◆ **DOCUMENT EXTRACT**
>> begin
More info about about Haversine: https://pypi.org/project/haversine/

In [4]:
import os
import pyspark
import sys

os.environ['PYSPARK_PYTHON'] = sys.executable
os.environ['PYSPARK_DRIVER_PYTHON'] = sys.executable
conf = pyspark.SparkConf()
sc = pyspark.SparkContext(conf=conf)
spark = pyspark.sql.SparkSession(sc)
spark

## 1. 15 Points
**Datafile**: BreadBasket_DMS.csv

**Solve**: What is the most popular (most sold) between the 8:00AM and 8:59AM for each day?

Example output (not actual solution)

    2016-10-30, Pastry

    2016-10-31, Coffee
     :
     :

### Approach:
1. Import BreadBasket_DMS.csv into a dataframe and filter out rows with `NONE` in the `Item` column
2. Extract dates in `YYYY-MM-DD` format from the `Date` column and times in `hh:mm:ss` format from the `Time` column
3. Filter the data by `Time` in the range of `08:00:00` and `08:59:00` inclusive
4. Group the data by `Date` and `Item`, aggregate by the `count` and, sort by `Date` and `count`
5. Group the data by `Date` and return the `last` `Item` and `last` `count`

In [1]:
# 1. Import BreadBasket_DMS.csv into a dataframe and filter out rows with `NONE` in the `Item` column
from pyspark.sql.functions import col
BreadBasket_DMS = spark.read.option("header", True).option("InferSchema", True).csv("BreadBasket_DMS.csv")
BreadBasket_DMS = BreadBasket_DMS.filter(col("Item") != "NONE")

# 2. Extract dates in `YYYY-MM-DD` format from the `Date` column and times in `hh:mm:ss` format from the `Time` column
from pyspark.sql.functions import to_date, date_format
BreadBasket_DMS = BreadBasket_DMS.withColumn("Date", to_date(col("Date"), "YYYY-MM-DD"))
BreadBasket_DMS = BreadBasket_DMS.withColumn("Time", date_format(col("Time"),"hh:mm:ss"))

# 3. Filter the data by `Time` in the range of `08:00:00` and `08:59:00` inclusive 
q1 = BreadBasket_DMS
q1 = q1.filter((col("Time") <= "08:59:00") & (col("Time") >= "08:00:00"))

# 4. Group the data by `Date` and `Item`, aggregate by the `count` and, sort by `Date` and `count`
q1 = q1.groupBy("Date","Item").count().sort("Date","count")

# 5. Group the data by `Date` and return the last `Item` and last `count`
from pyspark.sql.functions import last
q1 = q1.groupBy("Date").agg(last("Item").alias("Most Popular Iteam"),last("count").alias("Total Transactions"))
>> end
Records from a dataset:
>> begin
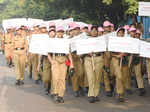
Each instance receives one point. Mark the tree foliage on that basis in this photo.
(90, 11)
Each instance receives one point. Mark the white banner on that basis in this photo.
(58, 45)
(145, 49)
(144, 8)
(122, 44)
(39, 44)
(85, 46)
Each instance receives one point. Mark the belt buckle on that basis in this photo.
(94, 55)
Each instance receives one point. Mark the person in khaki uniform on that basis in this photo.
(20, 47)
(8, 46)
(34, 58)
(135, 63)
(107, 59)
(117, 63)
(78, 78)
(46, 74)
(93, 64)
(59, 70)
(52, 34)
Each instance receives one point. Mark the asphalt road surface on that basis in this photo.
(31, 98)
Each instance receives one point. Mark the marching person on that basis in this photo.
(78, 78)
(20, 46)
(8, 46)
(135, 64)
(117, 63)
(59, 69)
(107, 59)
(35, 57)
(46, 66)
(93, 64)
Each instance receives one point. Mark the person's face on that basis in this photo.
(60, 34)
(132, 33)
(85, 30)
(100, 33)
(77, 31)
(43, 30)
(71, 33)
(94, 32)
(120, 33)
(36, 29)
(19, 31)
(52, 34)
(107, 29)
(137, 35)
(112, 28)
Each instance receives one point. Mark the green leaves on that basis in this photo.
(107, 2)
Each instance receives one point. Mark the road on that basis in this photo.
(31, 98)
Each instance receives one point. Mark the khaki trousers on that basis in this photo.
(94, 76)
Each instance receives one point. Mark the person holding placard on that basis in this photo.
(35, 57)
(78, 78)
(107, 58)
(59, 70)
(8, 46)
(136, 64)
(20, 46)
(44, 64)
(100, 31)
(118, 63)
(93, 64)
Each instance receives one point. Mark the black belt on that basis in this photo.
(19, 48)
(58, 54)
(7, 42)
(95, 55)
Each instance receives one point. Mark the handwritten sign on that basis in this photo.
(85, 46)
(126, 45)
(39, 44)
(144, 8)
>> end
◆ **WRITTEN INSTRUCTION**
Quote the stretch of the PySpark notebook excerpt from "os.environ['PYSPARK_PYTHON'] = sys.executable" through "for each day?".

◆ **RESULT OF THE TASK**
os.environ['PYSPARK_PYTHON'] = sys.executable
os.environ['PYSPARK_DRIVER_PYTHON'] = sys.executable
conf = pyspark.SparkConf()
sc = pyspark.SparkContext(conf=conf)
spark = pyspark.sql.SparkSession(sc)
spark

## 1. 15 Points
**Datafile**: BreadBasket_DMS.csv

**Solve**: What is the most popular (most sold) between the 8:00AM and 8:59AM for each day?